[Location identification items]
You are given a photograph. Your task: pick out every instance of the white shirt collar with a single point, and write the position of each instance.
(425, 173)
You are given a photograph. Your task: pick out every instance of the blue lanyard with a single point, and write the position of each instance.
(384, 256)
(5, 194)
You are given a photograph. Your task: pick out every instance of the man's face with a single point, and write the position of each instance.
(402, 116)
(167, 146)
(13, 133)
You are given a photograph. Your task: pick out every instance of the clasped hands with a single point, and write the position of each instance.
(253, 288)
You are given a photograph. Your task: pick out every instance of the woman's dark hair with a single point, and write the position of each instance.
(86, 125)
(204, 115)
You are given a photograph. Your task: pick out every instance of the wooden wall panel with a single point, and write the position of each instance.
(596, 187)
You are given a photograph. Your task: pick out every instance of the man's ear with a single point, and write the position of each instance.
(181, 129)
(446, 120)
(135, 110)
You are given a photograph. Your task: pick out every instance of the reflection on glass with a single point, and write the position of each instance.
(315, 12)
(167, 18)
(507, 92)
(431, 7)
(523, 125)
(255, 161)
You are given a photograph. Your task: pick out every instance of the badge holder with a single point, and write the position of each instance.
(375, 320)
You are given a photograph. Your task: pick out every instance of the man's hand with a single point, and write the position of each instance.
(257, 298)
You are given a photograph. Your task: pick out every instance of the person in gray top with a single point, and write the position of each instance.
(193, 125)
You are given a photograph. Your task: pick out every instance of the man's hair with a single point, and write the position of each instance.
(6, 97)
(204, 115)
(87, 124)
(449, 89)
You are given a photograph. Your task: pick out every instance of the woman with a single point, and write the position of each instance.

- WHAT IS ASKED
Write out every one of the records above word for word, with nothing changed.

- RIGHT ANSWER
You are given a photograph. Your task: pick out every instance of the white shirt collar with a single point, and write the position of each instance.
(425, 173)
You are given a photograph. Your task: pick out every instance of the blue lanyard with a single point, and write the position of each instance.
(384, 256)
(5, 194)
You are given a photograph. Your task: pick out every instance of the man's face with a single point, and write the position of each instance.
(402, 116)
(167, 146)
(13, 133)
You are given a photograph. Your task: pick out every instance of the clasped hands with a single point, and write the position of each instance.
(253, 288)
You are given a photograph. Your task: pick out every instance of the woman's dark hair with a single point, and write the position of each instance.
(86, 125)
(204, 115)
You are given a photograph. Your task: pick out every instance of the wooden wall panel with a single point, and write the position of each instance.
(596, 187)
You are given a photograph. Your task: pick out every instance of the man's ear with a single point, and write the position of each instance.
(181, 129)
(446, 120)
(135, 110)
You are given a photograph. Your task: pick out every instance of the reflection on glass with a single point, and write the position of each instance.
(315, 12)
(167, 18)
(507, 92)
(431, 7)
(523, 125)
(255, 161)
You are given a photograph. Your task: pick out every instance of the badge holder with a single point, and write the position of each instance.
(375, 320)
You are given a photograph. Your task: pick out every instance of the man's hand with a single point, and write the position of each instance.
(257, 298)
You are given a photograph. Your task: pick out every instance of the person in gray top with a single point, and write the position of each instance.
(193, 125)
You are given a photograph. Your task: pick out every instance of the man's hair with a single point, and write the position of each instance.
(6, 97)
(204, 115)
(87, 124)
(449, 89)
You are given a photograph. Your task: pick out every instance of the woman with a single point, and write the position of each instance.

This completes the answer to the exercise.